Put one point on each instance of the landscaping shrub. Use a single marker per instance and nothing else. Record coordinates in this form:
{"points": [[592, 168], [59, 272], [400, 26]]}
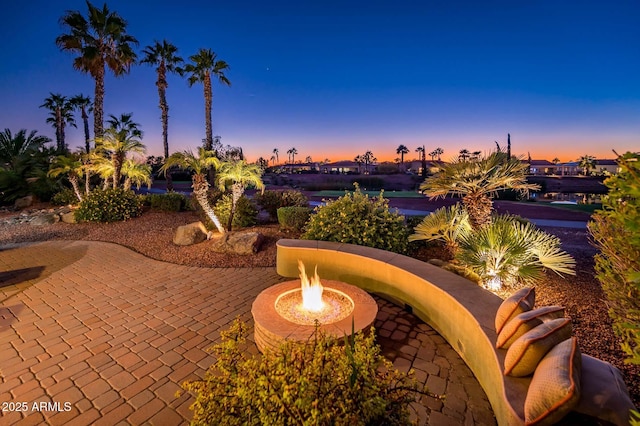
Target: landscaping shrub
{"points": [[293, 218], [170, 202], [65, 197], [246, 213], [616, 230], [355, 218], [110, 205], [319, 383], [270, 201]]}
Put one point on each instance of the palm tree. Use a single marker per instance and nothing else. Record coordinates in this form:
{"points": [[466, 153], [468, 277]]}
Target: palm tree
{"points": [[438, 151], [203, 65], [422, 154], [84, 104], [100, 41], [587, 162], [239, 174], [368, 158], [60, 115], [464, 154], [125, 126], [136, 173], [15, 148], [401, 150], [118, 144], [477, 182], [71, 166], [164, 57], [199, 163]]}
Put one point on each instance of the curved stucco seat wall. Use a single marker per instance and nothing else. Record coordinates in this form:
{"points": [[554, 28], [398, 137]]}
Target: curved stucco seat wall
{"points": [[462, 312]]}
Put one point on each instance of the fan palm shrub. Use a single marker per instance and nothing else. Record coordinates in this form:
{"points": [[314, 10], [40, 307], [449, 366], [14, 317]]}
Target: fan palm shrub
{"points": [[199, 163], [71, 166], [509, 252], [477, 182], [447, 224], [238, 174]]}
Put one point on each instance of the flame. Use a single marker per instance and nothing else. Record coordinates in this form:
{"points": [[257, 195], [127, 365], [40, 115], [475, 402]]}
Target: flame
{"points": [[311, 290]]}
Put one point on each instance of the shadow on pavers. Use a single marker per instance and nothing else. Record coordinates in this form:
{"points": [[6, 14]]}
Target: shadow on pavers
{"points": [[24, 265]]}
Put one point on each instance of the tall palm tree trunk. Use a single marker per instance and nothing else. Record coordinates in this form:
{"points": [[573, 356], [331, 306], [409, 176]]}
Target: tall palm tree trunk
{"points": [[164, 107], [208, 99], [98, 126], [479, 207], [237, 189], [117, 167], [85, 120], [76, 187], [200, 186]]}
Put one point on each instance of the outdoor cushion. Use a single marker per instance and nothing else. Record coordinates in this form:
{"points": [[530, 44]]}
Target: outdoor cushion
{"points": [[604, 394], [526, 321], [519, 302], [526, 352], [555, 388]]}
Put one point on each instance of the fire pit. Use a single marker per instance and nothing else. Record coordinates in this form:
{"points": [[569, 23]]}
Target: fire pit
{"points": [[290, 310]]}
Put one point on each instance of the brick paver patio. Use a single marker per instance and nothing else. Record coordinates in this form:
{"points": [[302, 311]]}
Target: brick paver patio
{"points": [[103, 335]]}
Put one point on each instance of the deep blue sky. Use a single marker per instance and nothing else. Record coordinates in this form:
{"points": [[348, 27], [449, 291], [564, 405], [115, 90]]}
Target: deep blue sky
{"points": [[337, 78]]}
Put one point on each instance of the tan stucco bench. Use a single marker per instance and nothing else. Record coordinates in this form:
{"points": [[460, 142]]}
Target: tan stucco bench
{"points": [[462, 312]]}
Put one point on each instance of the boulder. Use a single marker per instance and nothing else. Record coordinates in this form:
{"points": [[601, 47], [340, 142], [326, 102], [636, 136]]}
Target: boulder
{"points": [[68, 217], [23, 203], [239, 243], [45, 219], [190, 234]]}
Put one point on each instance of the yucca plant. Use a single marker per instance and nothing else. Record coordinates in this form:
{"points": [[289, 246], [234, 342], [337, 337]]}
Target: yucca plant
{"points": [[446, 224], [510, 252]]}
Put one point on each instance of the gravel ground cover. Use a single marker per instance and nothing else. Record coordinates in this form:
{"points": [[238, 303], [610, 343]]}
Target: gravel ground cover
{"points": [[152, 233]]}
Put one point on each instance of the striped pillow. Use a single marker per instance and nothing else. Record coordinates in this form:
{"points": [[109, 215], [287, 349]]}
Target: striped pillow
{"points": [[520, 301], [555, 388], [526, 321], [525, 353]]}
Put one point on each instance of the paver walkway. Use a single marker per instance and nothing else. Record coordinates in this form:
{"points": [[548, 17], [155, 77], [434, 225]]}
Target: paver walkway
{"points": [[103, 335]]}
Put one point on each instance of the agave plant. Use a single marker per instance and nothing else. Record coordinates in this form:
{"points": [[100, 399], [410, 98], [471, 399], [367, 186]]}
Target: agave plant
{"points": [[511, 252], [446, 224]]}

□ □ □

Exercise instructions
Render the lines above as a Markdown table with the columns Row and Line, numbering every row and omitting blank lines. Leave the pictures out.

Full output
| Row | Line |
|---|---|
| 1 | Put one point on each instance of the landscaping shrub. Use a single marker per instance and nothing else. Record coordinates in this form: |
| 2 | {"points": [[592, 168], [59, 272], [400, 26]]} |
| 3 | Target: landscaping shrub |
| 4 | {"points": [[293, 218], [170, 202], [65, 197], [246, 213], [616, 230], [355, 218], [110, 205], [319, 383], [270, 201]]} |
| 5 | Put one point on each instance of the palm tree. Use a single marker per instance and nothing else. Record coordinates in this form: |
| 6 | {"points": [[466, 153], [468, 277]]} |
| 7 | Target: palm tree |
| 8 | {"points": [[438, 151], [203, 65], [422, 154], [84, 104], [100, 41], [587, 162], [239, 174], [368, 158], [60, 115], [464, 154], [125, 126], [136, 173], [15, 148], [401, 150], [118, 144], [477, 182], [71, 166], [164, 57], [199, 163]]} |
| 9 | Put one point on each instance of the curved stucco seat wall. Use a single marker per instance and nothing else. Record coordinates in this form: |
| 10 | {"points": [[554, 28], [398, 137]]} |
| 11 | Target: curved stucco seat wall |
| 12 | {"points": [[462, 312]]} |
| 13 | Put one point on each instance of the fan palm shrub. Use a single marker per instance and nothing else. Record coordinates in this form: |
| 14 | {"points": [[314, 10], [40, 307], [449, 366], [14, 317]]} |
| 15 | Target: fan palm shrub |
| 16 | {"points": [[199, 163], [71, 166], [509, 252], [477, 182], [447, 224], [238, 174]]} |
| 17 | Put one point on each instance of the flame. Use a single marker per instance and nothing else. Record coordinates in this form: |
| 18 | {"points": [[257, 195], [127, 365], [40, 115], [475, 402]]} |
| 19 | Target: flame |
| 20 | {"points": [[311, 290]]} |
| 21 | Put one point on each instance of the shadow on pavers. Use a single marker per instance and nothing else. Record coordinates in this form: |
| 22 | {"points": [[6, 14]]} |
| 23 | Target: shadow on pavers |
| 24 | {"points": [[24, 265]]} |
| 25 | Put one point on each instance of the tall palm tree trunk. Use a single marker per instance and nothing else. Record coordinates in this form: |
| 26 | {"points": [[573, 356], [331, 306], [409, 176]]} |
| 27 | Target: tall palm tree trunk |
| 28 | {"points": [[164, 107], [208, 99], [98, 126], [479, 207], [237, 189], [117, 167], [85, 120], [76, 187], [200, 186]]} |
| 29 | Put one point on each instance of the outdoor cushion. Use a single marker per instance and nothing else. Record coordinates in this form: |
| 30 | {"points": [[530, 44]]} |
| 31 | Target: outdoor cushion |
| 32 | {"points": [[604, 394], [526, 321], [519, 302], [526, 352], [555, 388]]} |
| 33 | Put one point on each instance of the fire pit. Use a single marker per instance and nothing else. Record coordinates in this form: |
| 34 | {"points": [[569, 23]]} |
| 35 | Target: fire pit |
| 36 | {"points": [[290, 310]]} |
| 37 | Put one point on each instance of the brick paver patio. Use a single marker per instance and nothing else. Record coordinates in this form: |
| 38 | {"points": [[302, 311]]} |
| 39 | Target: brick paver patio |
| 40 | {"points": [[103, 335]]} |
| 41 | Put one point on each instance of the deep blue sky. Use a single marker per instance and nothing else. Record coordinates in this form: |
| 42 | {"points": [[348, 27], [449, 291], [564, 405], [115, 90]]} |
| 43 | Target: deep blue sky |
| 44 | {"points": [[337, 78]]} |
| 45 | Put one point on each instance of the tan stucco bench. Use a single marker per instance and nothing else. Record coordinates in this form: |
| 46 | {"points": [[460, 142]]} |
| 47 | Target: tan stucco bench |
| 48 | {"points": [[462, 312]]} |
| 49 | Put one point on each instance of the boulder. Use a single marker per instance and nothing else. Record coordinates in this form: |
| 50 | {"points": [[601, 47], [340, 142], [326, 102], [636, 136]]} |
| 51 | Target: boulder |
| 52 | {"points": [[68, 217], [23, 203], [239, 243], [45, 219], [190, 234]]} |
| 53 | Put one point on each instance of the yucca plant. Use a single marker per instance and nothing else. Record coordinates in this form: |
| 54 | {"points": [[289, 246], [234, 342], [337, 337]]} |
| 55 | Target: yucca plant |
| 56 | {"points": [[446, 224], [510, 252]]} |
| 57 | Put one point on each instance of the gravel ground cover. Use a single marker per instance and nothing else. Record coordinates in this form: |
| 58 | {"points": [[238, 303], [610, 343]]} |
| 59 | Target: gravel ground cover |
| 60 | {"points": [[152, 233]]} |
| 61 | Put one point on each instance of the striped pillow. Use a single marker per instance and nothing else. Record coordinates in this form: |
| 62 | {"points": [[109, 215], [287, 349]]} |
| 63 | Target: striped pillow |
| 64 | {"points": [[520, 301], [555, 388], [526, 321], [525, 353]]} |
| 65 | Put one point on each instance of the paver walkway. Use a single marker per instance and nothing else. Record coordinates in this form: |
| 66 | {"points": [[548, 17], [155, 77], [434, 225]]} |
| 67 | Target: paver walkway |
| 68 | {"points": [[103, 335]]} |
| 69 | Put one point on each instance of the agave plant. Use a single marker per instance and nothing else. Record coordinates in this form: |
| 70 | {"points": [[100, 399], [410, 98], [471, 399], [367, 186]]} |
| 71 | Target: agave plant |
| 72 | {"points": [[511, 252], [446, 224]]} |